TASK:
Exactly as they appear, transcribe the entries and skip any pictures.

INPUT DATA Block Start

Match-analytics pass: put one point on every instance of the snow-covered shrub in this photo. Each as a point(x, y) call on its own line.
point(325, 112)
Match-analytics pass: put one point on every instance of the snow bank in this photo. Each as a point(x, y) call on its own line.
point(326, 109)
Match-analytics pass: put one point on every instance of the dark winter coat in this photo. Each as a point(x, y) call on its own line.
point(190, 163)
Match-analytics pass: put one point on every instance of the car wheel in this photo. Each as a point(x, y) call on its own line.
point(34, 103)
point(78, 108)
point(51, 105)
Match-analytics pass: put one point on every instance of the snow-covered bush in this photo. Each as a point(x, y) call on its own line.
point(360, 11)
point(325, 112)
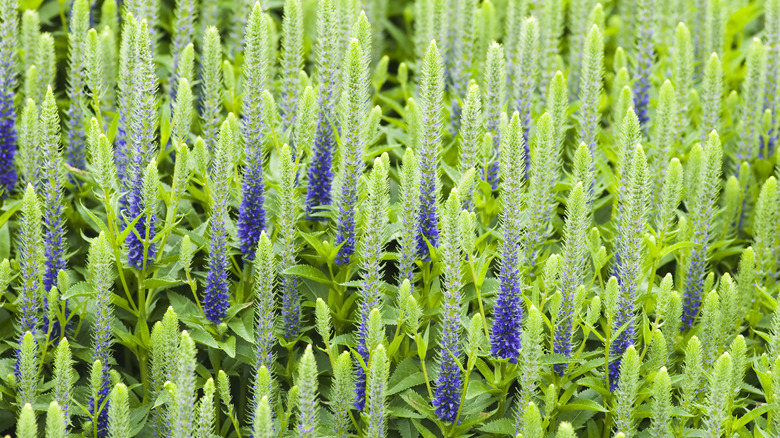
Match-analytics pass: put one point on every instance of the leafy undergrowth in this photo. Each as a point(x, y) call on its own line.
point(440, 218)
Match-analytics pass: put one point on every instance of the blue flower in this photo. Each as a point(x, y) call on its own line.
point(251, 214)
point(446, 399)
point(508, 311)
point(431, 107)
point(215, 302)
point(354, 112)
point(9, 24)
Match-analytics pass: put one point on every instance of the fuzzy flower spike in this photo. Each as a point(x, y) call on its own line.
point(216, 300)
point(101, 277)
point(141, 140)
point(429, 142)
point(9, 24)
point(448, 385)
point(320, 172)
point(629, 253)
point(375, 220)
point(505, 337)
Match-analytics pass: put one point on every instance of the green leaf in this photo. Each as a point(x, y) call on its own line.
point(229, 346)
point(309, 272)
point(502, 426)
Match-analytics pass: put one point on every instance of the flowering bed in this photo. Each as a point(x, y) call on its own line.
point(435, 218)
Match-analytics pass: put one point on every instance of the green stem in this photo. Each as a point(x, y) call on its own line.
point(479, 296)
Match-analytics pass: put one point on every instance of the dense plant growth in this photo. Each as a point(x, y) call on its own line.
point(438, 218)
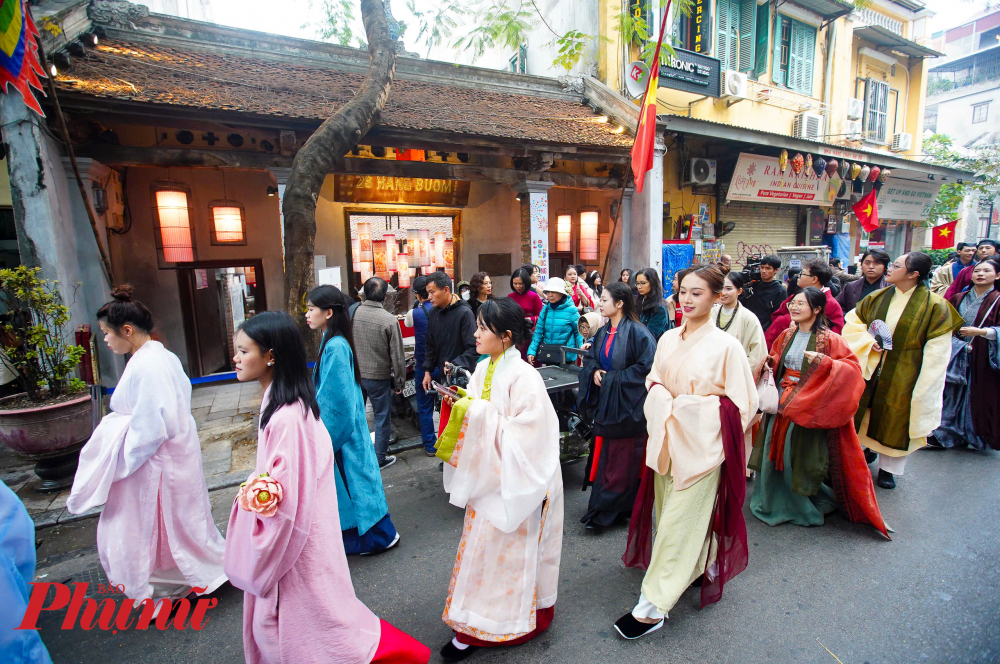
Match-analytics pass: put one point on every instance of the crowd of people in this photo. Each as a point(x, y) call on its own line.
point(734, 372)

INPUT DATA Block End

ANSWER BOX:
Match-analytics pass: put one point on every instance of the snow-covered shrub in this photo. Each as a point(x, y) call on its own line.
point(325, 112)
Match-analytics pass: put one point on every instance of the snow bank in this photo. Each as a point(x, y) call on its own line.
point(326, 109)
Match-analytics pass: put one point on every instance of the dark winter coat in this photo. Each as a point(x, y) call on its own line.
point(190, 163)
Match-analytics pass: put one point on every instance of the car wheel in this photo. Each as a point(x, y) call on its own line.
point(34, 103)
point(78, 108)
point(51, 105)
Match-analytics pass: put one point on every instance of the snow-covered bush in this photo. Each as a point(x, y) call on its own line.
point(360, 11)
point(325, 112)
Match-analytics pass: put one point on every instance of the leafy undergrowth in this photo. Each as a point(x, y) call on its own line.
point(440, 218)
Match-analytics pass: put one point on every instance of the blue flower in this photo. Each as a point(x, y) call on its own line.
point(251, 214)
point(446, 399)
point(508, 311)
point(431, 107)
point(215, 302)
point(354, 112)
point(9, 24)
Match-analytics pass: put one point on every instance of the fuzzy flower spike in this photo. Each as a point(x, y) call on its own line.
point(216, 300)
point(101, 277)
point(141, 140)
point(429, 142)
point(9, 24)
point(448, 385)
point(320, 172)
point(629, 253)
point(375, 220)
point(505, 337)
Match-analytics pass: put one point on every instance of the green leaf in this photo. Each as a point(x, y) call on its own line.
point(229, 346)
point(309, 272)
point(502, 426)
Match-analytics pass: put one point on every instance of the flowering bed in this photo. Each as a point(x, y) call on its own line.
point(435, 218)
Match-analytics pass: put one point on every instance of the green stem in this photo. Each as a point(x, y) call on its own line.
point(479, 296)
Match-analytics pass: put one point on every instance of the dense plant growth in this photo. Each as a point(x, y) call on its own line.
point(438, 218)
Match-analytics pass: put one point on every instance of the crowd of people in this photo. Each as a point(x, y) call on its own line.
point(734, 372)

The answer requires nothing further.